• GIVEN EXERCISE: Exactly as written, transcribe the lines that run from the one containing "Reviewer note: check that every instance of the black" to the end of the records below.

──────── SOURCE MATERIAL

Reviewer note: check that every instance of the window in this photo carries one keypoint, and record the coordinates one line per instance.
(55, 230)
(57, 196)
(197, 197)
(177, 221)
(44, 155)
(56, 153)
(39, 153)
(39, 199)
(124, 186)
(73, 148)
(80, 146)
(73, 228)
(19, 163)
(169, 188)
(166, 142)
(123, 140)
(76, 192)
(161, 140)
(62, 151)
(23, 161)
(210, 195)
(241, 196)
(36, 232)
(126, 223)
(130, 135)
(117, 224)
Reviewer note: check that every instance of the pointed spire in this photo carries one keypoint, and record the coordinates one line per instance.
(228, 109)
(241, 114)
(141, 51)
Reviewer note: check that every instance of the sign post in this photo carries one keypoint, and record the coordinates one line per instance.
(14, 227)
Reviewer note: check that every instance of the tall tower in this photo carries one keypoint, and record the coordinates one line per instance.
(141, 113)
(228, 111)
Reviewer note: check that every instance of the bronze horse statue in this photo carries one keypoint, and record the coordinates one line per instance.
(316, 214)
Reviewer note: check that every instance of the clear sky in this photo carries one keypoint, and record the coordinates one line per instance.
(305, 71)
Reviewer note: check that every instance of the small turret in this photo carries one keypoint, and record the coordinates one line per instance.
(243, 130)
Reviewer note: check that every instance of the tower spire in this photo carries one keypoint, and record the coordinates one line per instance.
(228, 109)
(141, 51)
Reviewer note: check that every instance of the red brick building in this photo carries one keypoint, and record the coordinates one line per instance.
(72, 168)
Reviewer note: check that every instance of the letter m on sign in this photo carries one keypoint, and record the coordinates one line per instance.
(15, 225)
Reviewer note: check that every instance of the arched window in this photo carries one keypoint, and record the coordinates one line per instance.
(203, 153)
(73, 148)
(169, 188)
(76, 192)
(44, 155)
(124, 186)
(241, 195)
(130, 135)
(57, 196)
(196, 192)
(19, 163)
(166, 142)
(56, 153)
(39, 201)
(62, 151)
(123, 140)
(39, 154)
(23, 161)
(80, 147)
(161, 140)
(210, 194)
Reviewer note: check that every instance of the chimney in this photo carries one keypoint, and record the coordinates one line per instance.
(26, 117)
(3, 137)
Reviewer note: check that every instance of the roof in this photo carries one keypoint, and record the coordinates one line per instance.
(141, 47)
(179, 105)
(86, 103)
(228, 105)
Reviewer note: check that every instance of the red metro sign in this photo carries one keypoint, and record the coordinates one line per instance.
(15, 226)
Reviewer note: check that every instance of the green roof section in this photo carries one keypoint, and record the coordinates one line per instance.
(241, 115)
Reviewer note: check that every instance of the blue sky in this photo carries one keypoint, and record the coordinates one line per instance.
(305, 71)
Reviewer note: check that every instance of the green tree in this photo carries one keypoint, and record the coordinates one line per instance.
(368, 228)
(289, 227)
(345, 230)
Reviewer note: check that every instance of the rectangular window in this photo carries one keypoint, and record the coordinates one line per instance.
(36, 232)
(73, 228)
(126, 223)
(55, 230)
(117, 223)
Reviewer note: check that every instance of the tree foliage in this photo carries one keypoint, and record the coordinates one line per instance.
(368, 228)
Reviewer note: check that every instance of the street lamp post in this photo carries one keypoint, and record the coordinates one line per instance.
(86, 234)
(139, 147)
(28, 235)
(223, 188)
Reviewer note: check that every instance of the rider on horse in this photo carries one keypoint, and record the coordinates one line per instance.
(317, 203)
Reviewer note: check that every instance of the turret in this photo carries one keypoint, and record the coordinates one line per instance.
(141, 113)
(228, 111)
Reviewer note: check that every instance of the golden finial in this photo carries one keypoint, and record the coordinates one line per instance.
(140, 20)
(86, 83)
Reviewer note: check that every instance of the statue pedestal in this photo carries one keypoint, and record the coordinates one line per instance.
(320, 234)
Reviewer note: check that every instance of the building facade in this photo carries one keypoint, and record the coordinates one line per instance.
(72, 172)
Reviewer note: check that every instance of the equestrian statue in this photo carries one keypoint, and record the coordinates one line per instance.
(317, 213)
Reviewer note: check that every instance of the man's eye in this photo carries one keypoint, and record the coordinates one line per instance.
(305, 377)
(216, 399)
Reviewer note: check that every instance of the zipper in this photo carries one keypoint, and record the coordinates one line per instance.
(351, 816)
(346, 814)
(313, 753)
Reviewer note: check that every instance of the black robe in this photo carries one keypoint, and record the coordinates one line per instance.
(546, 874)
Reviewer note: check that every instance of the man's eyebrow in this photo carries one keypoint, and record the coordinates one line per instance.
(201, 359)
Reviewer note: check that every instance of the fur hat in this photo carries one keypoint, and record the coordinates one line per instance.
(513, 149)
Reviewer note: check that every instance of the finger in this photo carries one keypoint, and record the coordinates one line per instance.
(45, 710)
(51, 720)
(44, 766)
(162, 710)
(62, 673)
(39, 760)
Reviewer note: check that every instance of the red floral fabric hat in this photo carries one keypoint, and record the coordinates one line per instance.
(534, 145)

────────────────

• OUTPUT OF THE TASK:
Reviewer note: check that every instance of the black robe in this photo carries one keypoint, and record the coordinates one line per instance.
(546, 874)
Reviewer note: check that every instance of the man's eyebrow in this photo carries one keypoint, and record the coordinates one line per instance.
(201, 359)
Reviewer note: check that every instance of the fur hat in this photo carries one keypoint, and record the coordinates one line per instance.
(513, 149)
Reviewer note: check that every instance of the finger in this photo carries one keypoint, and record the coordinates one line per instance.
(45, 710)
(51, 720)
(44, 766)
(162, 710)
(62, 673)
(39, 760)
Reviewer note: check that every instance of the red floral fabric hat in this photo carries one keypoint, and record the coordinates one line per instance.
(534, 145)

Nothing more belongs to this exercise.